# [To do]
- 1) In the passage on kin selection, how many times greater is a North American child's risk of abuse from a step-parent than from a genetic parent?
- 2) Return, word for word, the part of the passage on kin selection starting at "There’s no doubt" and ending at "is so common.".

# [Extract]
↓↓↓

Adopting an orphan is humane. Also simiane.

“I would lay down my life for two brothers or eight cousins,” said the British geneticist J.B.S. Haldane, neatly summarizing the theory of “kin selection”: To predict how much one person will sacrifice for another, it says, just look at the percentage of genes they inherited from a common ancestor. The odds were 50-50 that any given gene in Haldane’s chromosomes was also inherited by a brother; but for a cousin, those odds are only 12.5 percent.

There’s no doubt kin selection, as worked out by William D. Hamilton in the 1960s, has some relevance to people. For instance, as Martin Daly and Margo Wilson have shown, in North America a child’s risk of abuse is seven times greater from a step-parent than from a genetic parent.


On the other hand, it’s equally obvious that family-feeling isn’t usually governed by literal relatedness: People will spend less on themselves and give the money to earthquake victims; they’ll take in a cat or a dog; if they are soldiers, they will die to save their comrades.

And, of course, people adopt unrelated children and raise them as their own. Daly and Wilson were able to collect their statistics on children raised by non-kin precisely because adoption is so common.

↑↑↑

# [Data under study]
↓↓↓

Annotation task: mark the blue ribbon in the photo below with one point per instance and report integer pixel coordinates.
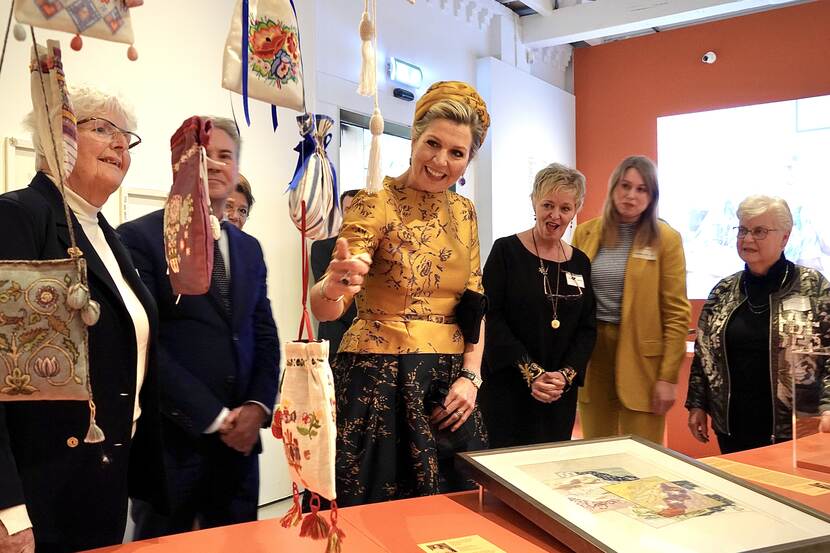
(244, 53)
(306, 148)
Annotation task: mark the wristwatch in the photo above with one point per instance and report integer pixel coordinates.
(472, 377)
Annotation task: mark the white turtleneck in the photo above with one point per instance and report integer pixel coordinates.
(87, 215)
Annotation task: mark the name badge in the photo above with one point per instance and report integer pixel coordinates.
(645, 253)
(574, 279)
(796, 303)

↑↑↑

# [Answers by item number]
- 1) Seven times greater.

- 2)
There’s no doubt kin selection, as worked out by William D. Hamilton in the 1960s, has some relevance to people. For instance, as Martin Daly and Margo Wilson have shown, in North America a child’s risk of abuse is seven times greater from a step-parent than from a genetic parent.


On the other hand, it’s equally obvious that family-feeling isn’t usually governed by literal relatedness: People will spend less on themselves and give the money to earthquake victims; they’ll take in a cat or a dog; if they are soldiers, they will die to save their comrades.

And, of course, people adopt unrelated children and raise them as their own. Daly and Wilson were able to collect their statistics on children raised by non-kin precisely because adoption is so common.